## START SUPPLIED MATERIAL

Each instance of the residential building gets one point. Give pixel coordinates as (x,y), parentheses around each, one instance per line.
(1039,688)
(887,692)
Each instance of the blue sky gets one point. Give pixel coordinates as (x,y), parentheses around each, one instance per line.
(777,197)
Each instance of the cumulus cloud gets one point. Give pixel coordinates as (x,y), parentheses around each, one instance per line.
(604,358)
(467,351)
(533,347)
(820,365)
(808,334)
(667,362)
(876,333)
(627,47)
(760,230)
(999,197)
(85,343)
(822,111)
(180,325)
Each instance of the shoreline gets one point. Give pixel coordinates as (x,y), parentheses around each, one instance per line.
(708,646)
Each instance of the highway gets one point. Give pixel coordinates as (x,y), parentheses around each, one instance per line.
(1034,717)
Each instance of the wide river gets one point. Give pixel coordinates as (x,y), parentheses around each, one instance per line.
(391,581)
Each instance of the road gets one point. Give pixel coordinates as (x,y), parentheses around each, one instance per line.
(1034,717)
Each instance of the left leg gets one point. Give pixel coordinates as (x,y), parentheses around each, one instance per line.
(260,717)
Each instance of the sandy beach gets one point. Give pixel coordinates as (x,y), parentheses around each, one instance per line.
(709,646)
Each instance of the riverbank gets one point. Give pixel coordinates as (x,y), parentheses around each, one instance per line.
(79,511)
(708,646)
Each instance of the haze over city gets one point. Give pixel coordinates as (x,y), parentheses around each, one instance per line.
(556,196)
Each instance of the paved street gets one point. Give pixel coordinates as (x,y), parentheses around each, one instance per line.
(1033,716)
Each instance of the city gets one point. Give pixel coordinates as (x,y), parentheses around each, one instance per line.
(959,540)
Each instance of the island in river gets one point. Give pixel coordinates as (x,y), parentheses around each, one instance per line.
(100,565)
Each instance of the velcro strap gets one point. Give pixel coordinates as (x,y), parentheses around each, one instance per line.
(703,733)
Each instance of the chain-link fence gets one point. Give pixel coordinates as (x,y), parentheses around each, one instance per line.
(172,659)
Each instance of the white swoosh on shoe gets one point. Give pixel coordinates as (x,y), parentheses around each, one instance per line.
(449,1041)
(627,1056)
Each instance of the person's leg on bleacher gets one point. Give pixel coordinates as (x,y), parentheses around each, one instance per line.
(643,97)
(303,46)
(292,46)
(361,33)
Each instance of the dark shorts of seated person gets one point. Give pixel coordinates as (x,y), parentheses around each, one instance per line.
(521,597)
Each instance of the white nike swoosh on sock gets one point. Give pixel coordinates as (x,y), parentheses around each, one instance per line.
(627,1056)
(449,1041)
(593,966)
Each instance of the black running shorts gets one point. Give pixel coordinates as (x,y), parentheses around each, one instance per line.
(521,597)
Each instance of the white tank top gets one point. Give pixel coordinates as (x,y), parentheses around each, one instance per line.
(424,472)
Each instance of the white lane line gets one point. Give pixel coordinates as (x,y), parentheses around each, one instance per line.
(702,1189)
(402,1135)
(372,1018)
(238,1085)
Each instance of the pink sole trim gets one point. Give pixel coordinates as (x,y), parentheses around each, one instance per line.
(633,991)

## END SUPPLIED MATERIAL

Extract the complete listing above, reproducing each line exactly.

#### SOLUTION TO THE PROBLEM
Each instance of the residential building gets one point. Give pixel coordinates as (x,y), parentheses around each, one instance per line.
(1039,688)
(887,692)
Each instance of the blue sky gets one point. Give pixel coordinates as (x,y), parentheses around each, one instance per line.
(777,197)
Each instance of the cumulus cloud gets one point. Give pixel coordinates as (x,y), parentheses around each, one instance per line.
(604,358)
(467,351)
(533,347)
(820,365)
(808,334)
(667,362)
(876,333)
(627,47)
(760,230)
(999,197)
(85,343)
(822,111)
(180,325)
Each instance of the shoreline gets one point. Give pixel coordinates as (x,y), parentheses around each, one instance per line.
(708,646)
Each instance of the highway gets one point. Give pixel coordinates as (x,y), parentheses around each, one instance per line.
(1034,717)
Each instance of the wide river gets one point. Give pixel coordinates as (x,y), parentheses around each, one instance per line.
(391,581)
Each instance of the road gets one point. Give pixel coordinates as (x,y), parentheses around each, one instance per line.
(1034,717)
Each instance of the left leg gets one point. Give pixel coordinates as (x,y), parentheses around each, one instance per line.
(260,717)
Each instance of the sandy beach gets one point. Give pixel coordinates as (x,y), parentheses around each, one instance per line.
(709,646)
Each instance of the riverbank gets one point. Give pixel coordinates as (x,y), parentheses around each, one instance per line.
(79,511)
(708,646)
Each instance of the haze over city gets one point. Give pixel coordinates as (x,y), parentheses around each, one instance per line.
(556,196)
Each instance of the paved street gets one point. Give pixel coordinates as (x,y), parentheses around each, one instance per line.
(1033,716)
Each instance of the city gets one point. Give pixel coordinates as (x,y), parentheses around each, one instance per line.
(959,540)
Each instance of the island in river gets one point. Give pixel coordinates as (x,y), parentheses around each, one instance per line.
(100,565)
Each instance of the velcro strap gets one point. Give pixel coordinates as (x,y), parentheses around each, one instance per line.
(703,733)
Each instance of the chain-link fence gets one point. Give pixel coordinates as (x,y), parentheses around each, one instance per line.
(172,659)
Each instance of the white swoosh on shoe gets one point. Give pixel coordinates as (x,y), parentheses around each, one instance per line.
(449,1041)
(627,1056)
Each instance of the person's leg on bleacher gets one point. Give pixel coordinates as (x,y), parentheses around each, one instance per line.
(643,97)
(303,46)
(292,46)
(361,33)
Each instance of the dark shorts of seated person gets one point. Give pixel coordinates as (x,y), parentheses around each, one instance per line.
(521,597)
Each instance of the white nike swoosh on sock gets one point. Give pixel coordinates as (x,y), parentheses around each, one instance per line.
(627,1056)
(449,1041)
(593,966)
Each instance of the black running shorts gets one point. Give pixel coordinates as (x,y), parentheses around each, one instance per line.
(521,597)
Each instance of the white tank top gets one point. Give pixel coordinates as (x,y), parentheses around each, one instance per line.
(424,472)
Each instance of the white lane line gets one point. Give pixel coordinates as (x,y), parentheses around each, one instance per line.
(702,1189)
(402,1135)
(372,1018)
(238,1085)
Each instance of the pink sole trim gets one point. Give pixel coordinates as (x,y), parentheses around each, one instance per line.
(633,991)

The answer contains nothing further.